Could you print every record below exactly as it appears?

***** Given entries *****

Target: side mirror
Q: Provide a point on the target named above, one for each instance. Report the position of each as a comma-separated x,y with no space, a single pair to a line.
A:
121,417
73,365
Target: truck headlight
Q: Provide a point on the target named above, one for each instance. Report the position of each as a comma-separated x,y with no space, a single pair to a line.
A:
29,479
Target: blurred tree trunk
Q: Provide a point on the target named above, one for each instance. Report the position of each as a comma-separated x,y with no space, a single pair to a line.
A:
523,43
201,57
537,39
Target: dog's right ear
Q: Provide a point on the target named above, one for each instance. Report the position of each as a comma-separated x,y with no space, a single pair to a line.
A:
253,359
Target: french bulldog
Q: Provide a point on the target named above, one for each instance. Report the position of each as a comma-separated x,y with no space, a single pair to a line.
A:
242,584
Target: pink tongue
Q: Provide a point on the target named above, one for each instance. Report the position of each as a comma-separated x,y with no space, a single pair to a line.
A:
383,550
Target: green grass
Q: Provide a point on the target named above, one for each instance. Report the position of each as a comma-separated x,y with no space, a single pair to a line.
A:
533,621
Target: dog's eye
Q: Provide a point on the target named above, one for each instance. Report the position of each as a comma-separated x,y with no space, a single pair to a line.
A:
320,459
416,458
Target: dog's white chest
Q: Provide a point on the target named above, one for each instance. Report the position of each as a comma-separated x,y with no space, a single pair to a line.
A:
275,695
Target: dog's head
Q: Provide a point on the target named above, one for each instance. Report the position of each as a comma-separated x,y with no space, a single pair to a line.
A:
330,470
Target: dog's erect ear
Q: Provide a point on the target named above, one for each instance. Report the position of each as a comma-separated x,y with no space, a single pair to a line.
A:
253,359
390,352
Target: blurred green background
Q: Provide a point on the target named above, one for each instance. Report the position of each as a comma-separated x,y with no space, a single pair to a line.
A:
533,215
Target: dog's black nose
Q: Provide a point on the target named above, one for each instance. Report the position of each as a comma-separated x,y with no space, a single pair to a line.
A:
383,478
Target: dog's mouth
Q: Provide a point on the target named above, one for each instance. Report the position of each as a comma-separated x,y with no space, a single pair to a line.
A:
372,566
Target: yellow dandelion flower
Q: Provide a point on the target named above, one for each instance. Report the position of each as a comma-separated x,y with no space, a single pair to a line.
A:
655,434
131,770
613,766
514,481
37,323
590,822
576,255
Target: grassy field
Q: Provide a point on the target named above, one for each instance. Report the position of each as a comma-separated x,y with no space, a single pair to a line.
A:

*****

• _Exercise output_
Target: side mirror
Q: Provide a point on the target named above, one for each instance. Report the position of each as a comma-separated x,y with no space, a single pair to a line.
A:
121,417
73,365
Target: truck headlight
Q: Provide a point on the target named above, one for each instance. Report the position of each as a comma-separated x,y with no space, a single pair to a line.
A:
29,479
Target: blurred tree trunk
Q: Provide a point on the target named above, one for each instance. Report the position of each as a comma-separated x,y with no space, a single pair to a line.
A:
523,43
201,57
537,39
Target: dog's right ear
Q: Provide a point on the target named above, one for each instance. Report the position of each as a comma-separated x,y with no space, a single pair to a line.
A:
253,359
Target: french bulldog
Q: Provide a point on the target named above, one for each instance. Report the position of each as a comma-separated x,y with no space, a single pair to a line.
A:
242,584
Target: pink tongue
Q: Provide a point on the target named above, one for each instance. Report the position of each as a comma-separated x,y with no space, a single pair to a line.
A:
383,550
Target: green grass
Q: Provide a point on the target named above, one for each instance. Report the position of each as a comma-separated x,y with no space, a single pair to a line.
A:
533,621
Target: dog's eye
Q: Provide a point on the target named above, one for each instance. Report the position of each as a comma-separated x,y with no space, a single pair to a line.
A:
320,459
416,458
Target: dog's white chest
Q: Provide a point on the target named above, one for each instance. Report the position of each as a comma-separated x,y with no space, a single pair to a line.
A:
275,695
Target: dog's head
Q: Provide a point on the target named above, one for each instance. Report the position of each as a comma-separated x,y with no space, a single pair to a line.
A:
330,470
Target: dog's erect ear
Q: Provide a point on the target named above, one for each instance. Report the position of each as a comma-separated x,y with no space, a single pair to a line.
A:
253,359
390,352
Target: blurred green background
Q: Provide a point on the target named above, one for each instance. Report the position of each as a comma-separated x,y with no space, a single pair to a line.
A:
533,215
Target: dog's black nose
Q: Provide a point on the target named above, one for each instance. Report the position of each as a comma-separated x,y with no space, a single pair to a line.
A:
383,478
Target: dog's mouth
Q: Provide a point on the target named above, one for each instance. Report the position of each as a comma-separated x,y with no space, a single pair to a line.
A:
372,566
Target: yellow dandelion flower
Q: Provide a point on the target named above, one for each instance. Report the position of each as a comma-separated x,y with no space, a single pair to a line.
A:
655,434
131,770
613,766
514,481
37,323
590,822
576,255
Target: grassy field
Q: Provide a point on the target named above, one for each instance. Report the position of each as a comma-separated x,y with no space, a single pair to a line.
A:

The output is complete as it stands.